What you have to do ▸
Starting at the line that contains "1022L556 1044L550 1144L560" and ending at the line that contains "positive clicks: (554, 1065)", echo those lines back word for word, both ends included and nothing else.

Given records ▸
════
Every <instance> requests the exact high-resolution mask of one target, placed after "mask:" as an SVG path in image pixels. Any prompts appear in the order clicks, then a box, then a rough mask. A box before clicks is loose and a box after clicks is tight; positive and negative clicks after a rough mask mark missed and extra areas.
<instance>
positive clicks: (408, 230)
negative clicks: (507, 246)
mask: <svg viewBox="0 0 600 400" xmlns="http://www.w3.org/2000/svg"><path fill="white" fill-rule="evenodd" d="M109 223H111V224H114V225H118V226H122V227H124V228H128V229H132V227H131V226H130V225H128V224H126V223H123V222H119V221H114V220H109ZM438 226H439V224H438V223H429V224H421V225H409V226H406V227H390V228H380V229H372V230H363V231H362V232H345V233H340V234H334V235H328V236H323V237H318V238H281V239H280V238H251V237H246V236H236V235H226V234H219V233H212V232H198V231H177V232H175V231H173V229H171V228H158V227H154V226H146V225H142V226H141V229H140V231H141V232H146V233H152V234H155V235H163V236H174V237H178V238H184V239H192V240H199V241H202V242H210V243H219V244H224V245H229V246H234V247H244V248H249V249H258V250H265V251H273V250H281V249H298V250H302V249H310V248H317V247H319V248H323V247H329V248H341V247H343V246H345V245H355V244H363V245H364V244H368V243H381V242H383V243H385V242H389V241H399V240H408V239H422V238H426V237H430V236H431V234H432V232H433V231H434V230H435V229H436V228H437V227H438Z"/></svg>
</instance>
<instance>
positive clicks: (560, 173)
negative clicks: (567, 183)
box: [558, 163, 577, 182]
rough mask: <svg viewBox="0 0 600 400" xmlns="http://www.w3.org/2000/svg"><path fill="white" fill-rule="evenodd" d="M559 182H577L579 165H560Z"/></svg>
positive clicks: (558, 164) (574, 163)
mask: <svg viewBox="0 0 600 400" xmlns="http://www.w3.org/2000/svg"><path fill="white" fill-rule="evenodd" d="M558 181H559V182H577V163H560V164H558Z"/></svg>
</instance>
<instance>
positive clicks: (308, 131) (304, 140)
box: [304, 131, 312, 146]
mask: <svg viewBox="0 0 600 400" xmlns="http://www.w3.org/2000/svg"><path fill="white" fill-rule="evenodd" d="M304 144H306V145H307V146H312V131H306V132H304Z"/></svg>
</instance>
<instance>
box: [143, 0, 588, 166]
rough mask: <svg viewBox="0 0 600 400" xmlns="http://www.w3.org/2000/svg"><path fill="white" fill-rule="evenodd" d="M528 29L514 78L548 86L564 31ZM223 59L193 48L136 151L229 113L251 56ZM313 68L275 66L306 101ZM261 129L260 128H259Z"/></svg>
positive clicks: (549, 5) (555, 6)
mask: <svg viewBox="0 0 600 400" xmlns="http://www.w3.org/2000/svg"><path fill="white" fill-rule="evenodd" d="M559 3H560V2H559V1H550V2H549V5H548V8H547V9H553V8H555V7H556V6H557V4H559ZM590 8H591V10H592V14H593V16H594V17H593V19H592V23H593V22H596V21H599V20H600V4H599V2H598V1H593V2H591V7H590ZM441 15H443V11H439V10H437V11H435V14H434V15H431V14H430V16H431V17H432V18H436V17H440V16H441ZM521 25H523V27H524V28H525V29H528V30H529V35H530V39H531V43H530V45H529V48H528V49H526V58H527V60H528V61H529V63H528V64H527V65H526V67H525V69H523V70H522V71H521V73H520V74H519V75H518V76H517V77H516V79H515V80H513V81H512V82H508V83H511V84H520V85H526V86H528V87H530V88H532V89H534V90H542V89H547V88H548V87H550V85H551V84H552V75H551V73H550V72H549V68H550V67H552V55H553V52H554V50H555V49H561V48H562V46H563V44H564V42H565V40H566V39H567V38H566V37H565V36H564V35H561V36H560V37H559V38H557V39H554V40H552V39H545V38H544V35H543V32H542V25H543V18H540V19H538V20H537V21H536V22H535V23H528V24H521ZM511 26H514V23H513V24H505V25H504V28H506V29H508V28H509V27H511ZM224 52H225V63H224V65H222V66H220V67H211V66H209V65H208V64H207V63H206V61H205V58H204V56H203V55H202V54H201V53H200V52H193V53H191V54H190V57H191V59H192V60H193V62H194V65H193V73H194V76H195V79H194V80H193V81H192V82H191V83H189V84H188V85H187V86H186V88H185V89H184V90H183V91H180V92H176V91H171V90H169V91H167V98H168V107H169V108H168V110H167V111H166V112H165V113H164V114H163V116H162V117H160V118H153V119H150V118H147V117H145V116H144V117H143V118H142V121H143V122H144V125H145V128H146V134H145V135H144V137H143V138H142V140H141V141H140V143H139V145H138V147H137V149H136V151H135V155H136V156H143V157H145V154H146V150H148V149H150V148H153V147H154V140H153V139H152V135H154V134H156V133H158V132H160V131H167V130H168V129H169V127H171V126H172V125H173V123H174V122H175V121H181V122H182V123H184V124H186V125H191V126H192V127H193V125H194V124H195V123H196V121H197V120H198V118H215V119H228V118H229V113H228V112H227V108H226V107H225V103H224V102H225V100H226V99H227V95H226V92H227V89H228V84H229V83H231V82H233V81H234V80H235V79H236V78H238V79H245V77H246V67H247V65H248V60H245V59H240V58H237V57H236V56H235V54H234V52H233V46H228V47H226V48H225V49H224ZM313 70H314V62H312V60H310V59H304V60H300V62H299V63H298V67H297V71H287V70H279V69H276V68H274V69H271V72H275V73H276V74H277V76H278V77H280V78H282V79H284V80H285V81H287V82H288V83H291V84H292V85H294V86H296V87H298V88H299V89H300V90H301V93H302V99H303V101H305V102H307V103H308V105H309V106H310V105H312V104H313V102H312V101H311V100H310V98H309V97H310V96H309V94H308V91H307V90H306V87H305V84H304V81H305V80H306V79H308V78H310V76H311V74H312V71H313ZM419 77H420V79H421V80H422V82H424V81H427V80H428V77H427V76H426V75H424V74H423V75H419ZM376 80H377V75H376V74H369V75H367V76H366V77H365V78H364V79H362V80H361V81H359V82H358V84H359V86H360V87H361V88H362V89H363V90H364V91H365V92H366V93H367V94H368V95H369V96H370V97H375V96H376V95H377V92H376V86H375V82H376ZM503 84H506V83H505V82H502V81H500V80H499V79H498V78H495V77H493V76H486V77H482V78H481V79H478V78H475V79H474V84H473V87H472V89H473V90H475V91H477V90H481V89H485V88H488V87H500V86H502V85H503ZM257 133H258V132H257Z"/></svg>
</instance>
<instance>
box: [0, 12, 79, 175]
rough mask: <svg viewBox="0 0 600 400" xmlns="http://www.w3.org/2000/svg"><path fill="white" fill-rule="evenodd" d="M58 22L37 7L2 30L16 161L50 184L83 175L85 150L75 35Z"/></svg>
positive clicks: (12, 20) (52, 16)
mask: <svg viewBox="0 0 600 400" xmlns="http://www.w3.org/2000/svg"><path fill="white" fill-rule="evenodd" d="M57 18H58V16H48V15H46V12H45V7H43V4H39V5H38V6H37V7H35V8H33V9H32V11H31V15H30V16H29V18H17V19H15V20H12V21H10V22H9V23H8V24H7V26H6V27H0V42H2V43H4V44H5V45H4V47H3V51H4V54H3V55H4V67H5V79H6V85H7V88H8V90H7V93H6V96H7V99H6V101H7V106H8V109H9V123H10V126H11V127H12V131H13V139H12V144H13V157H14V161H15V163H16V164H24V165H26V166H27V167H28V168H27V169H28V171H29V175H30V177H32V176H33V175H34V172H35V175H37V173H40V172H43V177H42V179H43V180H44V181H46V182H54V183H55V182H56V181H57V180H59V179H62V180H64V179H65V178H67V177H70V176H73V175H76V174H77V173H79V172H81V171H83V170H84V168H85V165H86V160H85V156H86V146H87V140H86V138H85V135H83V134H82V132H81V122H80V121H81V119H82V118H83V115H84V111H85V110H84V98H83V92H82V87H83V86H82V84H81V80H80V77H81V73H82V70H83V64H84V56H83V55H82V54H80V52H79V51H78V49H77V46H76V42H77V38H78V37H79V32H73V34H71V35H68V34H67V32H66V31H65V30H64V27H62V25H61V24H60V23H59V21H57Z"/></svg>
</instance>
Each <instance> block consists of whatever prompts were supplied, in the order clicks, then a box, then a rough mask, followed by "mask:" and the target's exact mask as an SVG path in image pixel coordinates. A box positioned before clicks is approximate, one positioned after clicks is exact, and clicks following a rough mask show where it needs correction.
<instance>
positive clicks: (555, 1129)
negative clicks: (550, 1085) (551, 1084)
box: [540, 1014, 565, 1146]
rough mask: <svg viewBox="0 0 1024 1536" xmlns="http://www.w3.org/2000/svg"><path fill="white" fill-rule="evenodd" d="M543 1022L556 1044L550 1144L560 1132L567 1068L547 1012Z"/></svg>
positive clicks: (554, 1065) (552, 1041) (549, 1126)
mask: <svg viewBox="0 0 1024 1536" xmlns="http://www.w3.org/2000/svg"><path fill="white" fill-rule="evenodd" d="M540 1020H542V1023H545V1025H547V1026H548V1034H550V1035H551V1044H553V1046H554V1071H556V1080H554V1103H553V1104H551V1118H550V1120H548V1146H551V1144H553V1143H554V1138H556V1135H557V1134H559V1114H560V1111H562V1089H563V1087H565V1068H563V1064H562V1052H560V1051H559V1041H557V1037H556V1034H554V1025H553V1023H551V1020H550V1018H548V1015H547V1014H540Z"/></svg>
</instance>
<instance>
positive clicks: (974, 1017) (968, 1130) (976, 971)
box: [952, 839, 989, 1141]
════
Written answer ▸
rough mask: <svg viewBox="0 0 1024 1536" xmlns="http://www.w3.org/2000/svg"><path fill="white" fill-rule="evenodd" d="M543 1022L556 1044L550 1144L560 1132L567 1068L547 1012Z"/></svg>
positive clicks: (554, 1065) (552, 1041) (549, 1126)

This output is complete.